#### EXPLORE THE MATERIAL
A. Quote everything in the Massachusetts news roundup from "Biotech investors swallow" down to "of the House.".
B. Answer these questions using the Massachusetts news roundup:
(i) By what percentage has the Nasdaq biotechnology Index fallen in recent weeks?
(ii) Since what month has the Tufts janitors' union been negotiating with C&W Services?
(iii) How many Bay State residents reported income of $1 million or more in 2014?

#### EXCERPTED PASSAGE
=== Begin Enclosure ===

Biotech investors swallow valium as they contemplate a Dem sweep
Investors are bailing on biotech stocks amidst fears that Hillary Clinton and Congressional Democrats will sweep to power in Washington next month and bring with them anti-pharmaceutical industry biases and regulations, reports the Globe’s Robert Weisman. The Nasdaq biotechnology Index is down 6.6 percent in recent weeks, largely due to those fears, although some Dems, like U.S. Reps. Richard Neal and Joseph Kennedy, have expressed doubt Democrats can win control of the House.
Register candidate would eliminate Register job he’s seeking
John Keith, an independent candidate running for Suffolk County Register of Deeds, says he wants to eliminate the position he’s seeking, saying the administrative function is better served by an appointee, Adam Gaffin at Universal Hub reports. At a candidate’s forum sponsored by Progressive West Roxbury/Roslindale, Keith said the position—being sought by three independents as well as Boston City Councilor John Murphy—“should be abolished. The problem is, there’s not a lot of responsibilities in this job.”
Tufts janitors next to strike?
Janitors at Tufts University have authorized union officials to call for a strike if no contract agreement can be reached with the cleaning company they work for, WBUR reports. Among the demands of the union, which has been in negotiations with C&W Services since August, are conversion of more positions from part-time to full-time, as well as wage increases. The vote comes just days after dining hall workers at Harvard University declared victory following a strike that lasted nearly three weeks.
Mass. Millionaires multiply
Here’s potential campaign fodder for those pushing for a new “millionaire’s tax” in Massachusetts: More than 15,000 Bay State residents reported income of $1 million or more in 2014, a 22 percent increase over the prior year, Craig Douglas of the Boston Business Journal reports. Douglas has a lot of other interesting data on the state’s wealthiest residents.
Oops: Easton is eight years behind in filing its state paperwork
A slew of local regulations in Easton—including a medical marijuana zoning bylaw and a downtown historical preservation district—may be unenforceable because the community hasn’t filed the proper paperwork with the office of the Attorney General since 2008, Cody Shepard of the Enterprise reports. At least one developer is miffed that he has been forced to jump through regulatory hoops that may not have been required in retrospect. The town is considering hiring an outside lawyer to investigate what went wrong.
Sunday public affairs TV
Keller At Larger, WBZ-TV, Channel 4, 8:30 a.m. Sarah McCarthy Welsh, executive eirector of the Mass. Women’s Political Caucus, will join host Jon Keller to discuss the role and attitudes of women in this campaign cycle.
This Week in Business, NECN, 11 a.m. Brian Golden, director of the Boston Planning and Development Agency (formerly the Boston Redevelopment Authority), talks about the agency’s rebranding and provides updates on some major building projects in Boston; Shirley Leung of the Boston Globe discusses some of the top business stories of the week.
On The Record, WCVB TV, Channel 5, 11 a.m. Guest: U.S. Rep. Jim McGovern, who talks with anchor Ed Harding and State House reporter Janet Wu.
CEO Corner, NECN, 11:30 a.m. John Maguire, CEO of both Friendly’s and Johnny Rockets, talks about each chain and what makes them different and yet how there might be some synergies.
CityLine, WCVB TV, Channel 5, 12 p.m. With host Karen Holmes Ward, this week’s focus: Helping Bostonians.

=== End Enclosure ===

#### PROVIDED MATERIAL
=== Begin Enclosure ===

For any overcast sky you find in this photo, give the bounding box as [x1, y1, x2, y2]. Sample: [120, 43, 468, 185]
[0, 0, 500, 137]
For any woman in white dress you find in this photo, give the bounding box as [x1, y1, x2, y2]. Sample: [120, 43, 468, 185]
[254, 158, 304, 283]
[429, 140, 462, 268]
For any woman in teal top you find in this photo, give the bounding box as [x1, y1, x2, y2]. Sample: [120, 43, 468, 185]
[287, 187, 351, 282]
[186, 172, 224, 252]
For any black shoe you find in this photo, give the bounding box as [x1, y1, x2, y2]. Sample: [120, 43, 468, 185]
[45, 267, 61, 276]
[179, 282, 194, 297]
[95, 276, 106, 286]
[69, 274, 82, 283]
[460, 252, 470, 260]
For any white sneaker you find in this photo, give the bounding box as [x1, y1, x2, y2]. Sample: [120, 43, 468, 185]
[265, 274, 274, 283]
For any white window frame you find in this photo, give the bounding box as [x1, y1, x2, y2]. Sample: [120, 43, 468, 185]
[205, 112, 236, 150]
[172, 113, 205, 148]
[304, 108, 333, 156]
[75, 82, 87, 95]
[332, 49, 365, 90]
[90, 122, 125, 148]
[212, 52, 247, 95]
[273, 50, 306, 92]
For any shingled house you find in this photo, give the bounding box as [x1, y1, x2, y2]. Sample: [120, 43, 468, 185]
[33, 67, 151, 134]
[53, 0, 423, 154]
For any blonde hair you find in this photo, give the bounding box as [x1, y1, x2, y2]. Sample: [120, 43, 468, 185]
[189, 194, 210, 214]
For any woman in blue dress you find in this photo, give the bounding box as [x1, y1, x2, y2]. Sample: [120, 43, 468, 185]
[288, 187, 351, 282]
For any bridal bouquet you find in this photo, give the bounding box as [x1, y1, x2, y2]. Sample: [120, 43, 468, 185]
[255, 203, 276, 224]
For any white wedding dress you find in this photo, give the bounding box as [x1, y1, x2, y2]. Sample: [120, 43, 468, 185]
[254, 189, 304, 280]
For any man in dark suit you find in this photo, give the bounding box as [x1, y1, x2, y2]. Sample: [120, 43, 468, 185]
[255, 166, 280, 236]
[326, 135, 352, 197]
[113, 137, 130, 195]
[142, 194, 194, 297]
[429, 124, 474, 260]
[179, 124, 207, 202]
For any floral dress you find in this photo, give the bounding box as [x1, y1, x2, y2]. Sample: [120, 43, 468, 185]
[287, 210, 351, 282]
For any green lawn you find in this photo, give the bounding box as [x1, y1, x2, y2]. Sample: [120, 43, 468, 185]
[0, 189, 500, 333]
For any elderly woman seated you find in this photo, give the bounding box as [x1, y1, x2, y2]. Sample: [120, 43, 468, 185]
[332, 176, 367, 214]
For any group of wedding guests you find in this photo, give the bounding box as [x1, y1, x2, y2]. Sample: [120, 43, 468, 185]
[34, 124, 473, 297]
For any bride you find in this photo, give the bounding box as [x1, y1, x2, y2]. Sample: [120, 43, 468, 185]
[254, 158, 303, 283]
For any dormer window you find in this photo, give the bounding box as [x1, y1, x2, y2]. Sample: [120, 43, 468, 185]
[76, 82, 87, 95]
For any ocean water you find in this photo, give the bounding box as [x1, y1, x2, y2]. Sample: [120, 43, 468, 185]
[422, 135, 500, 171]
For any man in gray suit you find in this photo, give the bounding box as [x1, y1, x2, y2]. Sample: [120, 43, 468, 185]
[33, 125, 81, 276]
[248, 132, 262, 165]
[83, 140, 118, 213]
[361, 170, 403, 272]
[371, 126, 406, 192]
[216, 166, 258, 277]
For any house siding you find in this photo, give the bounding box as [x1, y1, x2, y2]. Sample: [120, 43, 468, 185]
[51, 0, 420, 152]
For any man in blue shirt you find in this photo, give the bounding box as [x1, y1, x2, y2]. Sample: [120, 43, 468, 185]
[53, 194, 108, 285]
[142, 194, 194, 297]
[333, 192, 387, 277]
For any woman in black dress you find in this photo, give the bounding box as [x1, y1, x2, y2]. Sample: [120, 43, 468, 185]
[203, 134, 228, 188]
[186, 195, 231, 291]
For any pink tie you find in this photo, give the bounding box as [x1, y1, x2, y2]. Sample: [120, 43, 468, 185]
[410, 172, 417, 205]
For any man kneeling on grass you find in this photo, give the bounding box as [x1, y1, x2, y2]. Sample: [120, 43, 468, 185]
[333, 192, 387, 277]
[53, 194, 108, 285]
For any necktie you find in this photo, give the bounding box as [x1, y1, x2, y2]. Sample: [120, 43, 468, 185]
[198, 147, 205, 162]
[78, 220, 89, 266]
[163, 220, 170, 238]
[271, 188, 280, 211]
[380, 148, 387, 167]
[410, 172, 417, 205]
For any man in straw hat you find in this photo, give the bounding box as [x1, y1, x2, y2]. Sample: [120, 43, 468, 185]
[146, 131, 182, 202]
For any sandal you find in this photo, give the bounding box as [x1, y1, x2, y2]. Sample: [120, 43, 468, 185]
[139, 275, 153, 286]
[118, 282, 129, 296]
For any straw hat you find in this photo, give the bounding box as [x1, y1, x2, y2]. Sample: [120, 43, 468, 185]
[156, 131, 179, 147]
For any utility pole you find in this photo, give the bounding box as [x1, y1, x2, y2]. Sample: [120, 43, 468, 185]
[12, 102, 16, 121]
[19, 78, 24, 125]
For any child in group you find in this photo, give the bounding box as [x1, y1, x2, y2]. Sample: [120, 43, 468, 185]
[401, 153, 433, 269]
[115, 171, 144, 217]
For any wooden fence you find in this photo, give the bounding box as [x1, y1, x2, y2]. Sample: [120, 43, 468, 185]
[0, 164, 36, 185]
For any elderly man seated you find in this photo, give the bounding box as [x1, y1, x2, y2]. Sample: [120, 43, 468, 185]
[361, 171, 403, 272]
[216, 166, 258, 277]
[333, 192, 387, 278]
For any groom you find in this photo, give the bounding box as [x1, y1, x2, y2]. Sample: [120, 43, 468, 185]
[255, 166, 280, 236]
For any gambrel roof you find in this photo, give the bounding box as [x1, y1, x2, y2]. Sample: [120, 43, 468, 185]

=== End Enclosure ===

#### RESULTS FOR EACH TASK
A.
Biotech investors swallow valium as they contemplate a Dem sweep
Investors are bailing on biotech stocks amidst fears that Hillary Clinton and Congressional Democrats will sweep to power in Washington next month and bring with them anti-pharmaceutical industry biases and regulations, reports the Globe’s Robert Weisman. The Nasdaq biotechnology Index is down 6.6 percent in recent weeks, largely due to those fears, although some Dems, like U.S. Reps. Richard Neal and Joseph Kennedy, have expressed doubt Democrats can win control of the House.

B.
(i) 6.6 percent
(ii) August
(iii) More than 15,000